_WHAT YOU WILL DO_.
Write the records out again without change. Leave the pictures behind.

PROVIDED ENTRIES START

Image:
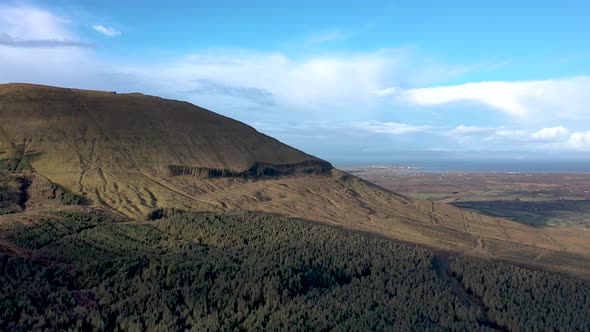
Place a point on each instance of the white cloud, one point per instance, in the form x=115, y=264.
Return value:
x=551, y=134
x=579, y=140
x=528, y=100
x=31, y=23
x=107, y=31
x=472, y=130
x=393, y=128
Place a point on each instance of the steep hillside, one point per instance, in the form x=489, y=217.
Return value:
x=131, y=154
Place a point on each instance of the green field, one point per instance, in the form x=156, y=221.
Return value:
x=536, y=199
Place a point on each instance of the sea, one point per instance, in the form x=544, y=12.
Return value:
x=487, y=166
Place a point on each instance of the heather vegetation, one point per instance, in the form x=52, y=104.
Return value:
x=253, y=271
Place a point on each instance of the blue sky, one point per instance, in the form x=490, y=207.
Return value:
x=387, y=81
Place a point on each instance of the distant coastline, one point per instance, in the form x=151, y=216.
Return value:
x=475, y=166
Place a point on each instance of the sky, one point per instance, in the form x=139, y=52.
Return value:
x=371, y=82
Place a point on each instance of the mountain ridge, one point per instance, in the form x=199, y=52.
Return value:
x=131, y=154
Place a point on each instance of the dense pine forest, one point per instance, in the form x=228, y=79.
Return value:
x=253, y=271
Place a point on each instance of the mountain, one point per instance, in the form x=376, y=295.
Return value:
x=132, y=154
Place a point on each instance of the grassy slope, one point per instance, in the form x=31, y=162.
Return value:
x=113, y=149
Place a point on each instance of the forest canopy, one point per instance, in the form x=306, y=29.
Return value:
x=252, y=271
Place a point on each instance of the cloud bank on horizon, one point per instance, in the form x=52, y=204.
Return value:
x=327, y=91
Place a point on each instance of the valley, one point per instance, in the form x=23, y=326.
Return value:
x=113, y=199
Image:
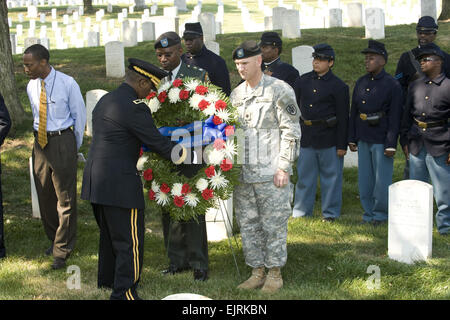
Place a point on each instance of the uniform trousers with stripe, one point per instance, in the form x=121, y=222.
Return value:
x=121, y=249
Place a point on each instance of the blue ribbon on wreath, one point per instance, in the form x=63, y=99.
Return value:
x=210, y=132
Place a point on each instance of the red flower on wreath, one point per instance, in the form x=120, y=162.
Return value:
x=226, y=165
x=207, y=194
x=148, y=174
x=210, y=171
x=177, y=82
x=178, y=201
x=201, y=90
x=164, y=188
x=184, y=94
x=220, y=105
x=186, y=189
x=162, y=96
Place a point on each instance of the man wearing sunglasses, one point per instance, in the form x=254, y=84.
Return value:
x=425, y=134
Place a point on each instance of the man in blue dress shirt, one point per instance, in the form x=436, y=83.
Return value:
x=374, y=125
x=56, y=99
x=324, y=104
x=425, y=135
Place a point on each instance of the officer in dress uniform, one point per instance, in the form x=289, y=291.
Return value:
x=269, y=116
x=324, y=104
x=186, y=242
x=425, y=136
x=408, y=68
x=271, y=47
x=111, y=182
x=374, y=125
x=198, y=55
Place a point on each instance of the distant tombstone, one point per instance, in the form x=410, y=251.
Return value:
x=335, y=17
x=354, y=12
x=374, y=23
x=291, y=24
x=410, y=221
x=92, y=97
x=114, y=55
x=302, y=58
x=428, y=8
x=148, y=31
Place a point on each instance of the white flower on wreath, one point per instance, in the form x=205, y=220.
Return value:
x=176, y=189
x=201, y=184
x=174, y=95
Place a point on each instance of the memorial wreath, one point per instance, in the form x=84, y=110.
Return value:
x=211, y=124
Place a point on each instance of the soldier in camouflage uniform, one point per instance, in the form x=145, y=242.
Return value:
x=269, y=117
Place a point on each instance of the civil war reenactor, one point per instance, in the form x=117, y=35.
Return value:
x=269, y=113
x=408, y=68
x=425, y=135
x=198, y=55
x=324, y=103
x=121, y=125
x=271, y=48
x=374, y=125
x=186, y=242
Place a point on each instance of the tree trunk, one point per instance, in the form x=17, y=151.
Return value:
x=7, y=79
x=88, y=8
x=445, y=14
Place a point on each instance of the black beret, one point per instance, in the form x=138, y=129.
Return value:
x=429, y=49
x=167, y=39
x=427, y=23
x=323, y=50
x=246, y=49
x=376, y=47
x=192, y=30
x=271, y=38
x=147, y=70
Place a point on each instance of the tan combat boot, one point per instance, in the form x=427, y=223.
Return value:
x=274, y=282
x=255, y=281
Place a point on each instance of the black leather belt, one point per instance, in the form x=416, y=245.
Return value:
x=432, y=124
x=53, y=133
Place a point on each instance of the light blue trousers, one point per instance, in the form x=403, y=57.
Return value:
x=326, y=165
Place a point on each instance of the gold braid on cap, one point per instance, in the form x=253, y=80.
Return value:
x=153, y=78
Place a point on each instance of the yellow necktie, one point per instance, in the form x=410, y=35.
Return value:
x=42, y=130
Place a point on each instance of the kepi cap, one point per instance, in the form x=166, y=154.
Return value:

PROVIDED ENTRIES END

_TASK SOLUTION_.
Image:
Place a point on each instance of the white cloud, one point per instance, in the form x=115, y=264.
Return value:
x=551, y=134
x=579, y=140
x=528, y=100
x=31, y=23
x=107, y=31
x=472, y=130
x=393, y=128
Place a point on each instance of the steep hillside, one point per instance, in the form x=489, y=217.
Return value:
x=131, y=154
Place a point on each instance of the green field, one point per instance, in the form x=156, y=221.
Return value:
x=536, y=199
Place a point on each instance of the sea, one point per instance, in the form x=544, y=12.
Return value:
x=487, y=166
Place a point on each instance of the heather vegetation, one point per instance, in the form x=52, y=104.
Return value:
x=253, y=271
Place a point on each instance of the blue sky, one point per instance, in the form x=490, y=207.
Return value:
x=387, y=81
Place a point on each instance of the distant coastline, one point per instance, in the form x=151, y=216.
Return value:
x=475, y=166
Place a point on each instance of the sky, one point per instance, in the form x=139, y=52.
Return value:
x=371, y=82
Place a point on each instance of the mountain ridge, one point per instance, in the form x=199, y=52.
Return value:
x=131, y=154
Place a point on each instance of the dense pine forest, one point per instance, in the form x=228, y=79.
Return value:
x=253, y=271
Place a point on each instance of the mountain, one point per instance, in the form x=376, y=295.
Return value:
x=132, y=154
Place a point on each instance of the grassy slope, one point per instance, in the form x=31, y=162.
Return value:
x=113, y=149
Place a point on each instance of the forest canopy, one point per instance, in the form x=306, y=29.
Return value:
x=252, y=271
Place a point on each instance of the cloud bank on horizon, one point per instance, in the form x=52, y=204.
Return value:
x=327, y=91
Place a point on each instance of the valley, one point per instance, in the form x=23, y=326.
Return value:
x=113, y=199
Image:
Place a point on each instance of the uniform trousers with stripe, one point per instance, in the form x=121, y=222.
Return value:
x=121, y=249
Place a point on each instance of the blue ribbon on wreath, one point per instance, in the form x=63, y=99.
Return value:
x=210, y=132
Place a point on each instance of the red flower on wreath, one point per instance, in the form x=120, y=162.
Return value:
x=226, y=165
x=207, y=194
x=148, y=174
x=210, y=171
x=177, y=82
x=178, y=201
x=201, y=90
x=164, y=188
x=184, y=94
x=220, y=105
x=186, y=189
x=162, y=96
Place a point on each instance of the man wearing sunglasses, one point per instance, in the form x=254, y=84.
Return value:
x=425, y=134
Place a point on each instance of the man in blue dress shirt, one point per instance, in the form x=436, y=83.
Return value:
x=374, y=125
x=56, y=99
x=324, y=104
x=425, y=135
Place a point on each instance of the officer in dress uniform, one point per instance, in the form x=289, y=291.
Return value:
x=269, y=116
x=324, y=104
x=186, y=242
x=425, y=136
x=408, y=68
x=271, y=47
x=111, y=182
x=374, y=125
x=198, y=55
Place a point on each instance of the distant tombstone, one point per instance, in the form x=410, y=251.
Return value:
x=335, y=17
x=354, y=12
x=374, y=23
x=291, y=24
x=410, y=221
x=92, y=97
x=114, y=55
x=302, y=58
x=428, y=8
x=148, y=31
Place a point on each instance of the white flower on wreath, one point per instance, in the form x=205, y=220.
Return value:
x=176, y=189
x=201, y=184
x=174, y=95
Place a point on each instance of the memorial wreath, one point per instance, in the form x=84, y=110.
Return value:
x=211, y=124
Place a point on each instance of the soldier in camouflage uniform, one point per instance, in the form x=145, y=242.
Return value:
x=269, y=117
Place a point on each instance of the civil war reenactor, one point per instance, in the form x=117, y=35.
Return value:
x=269, y=113
x=408, y=68
x=425, y=135
x=198, y=55
x=324, y=103
x=121, y=125
x=271, y=48
x=374, y=125
x=186, y=242
Place a point on each instance of the tree trunk, one point per instance, in the form x=17, y=151.
Return value:
x=7, y=79
x=88, y=8
x=445, y=14
Place a point on each instance of the black beret, one point per instance, in the form x=138, y=129.
Return value:
x=429, y=49
x=167, y=39
x=427, y=23
x=323, y=50
x=246, y=49
x=376, y=47
x=192, y=30
x=271, y=38
x=147, y=70
Place a point on each instance of the tan combat boot, one point per instance, in the form x=427, y=223.
Return value:
x=274, y=282
x=255, y=281
Place a point on each instance of the black leather belt, one point per instance, in the form x=416, y=245.
Return value:
x=432, y=124
x=53, y=133
Place a point on each instance of the light blue trousers, one point per instance, in the form x=403, y=57.
Return value:
x=326, y=165
Place a point on each instance of the gold braid on cap, one point per instance, in the form x=253, y=80.
Return value:
x=153, y=78
Place a point on each instance of the yellow necktie, one point per instance, in the form x=410, y=35.
Return value:
x=42, y=130
Place a point on each instance of the kepi cap, one point per instance, in the form x=166, y=154.
Return value:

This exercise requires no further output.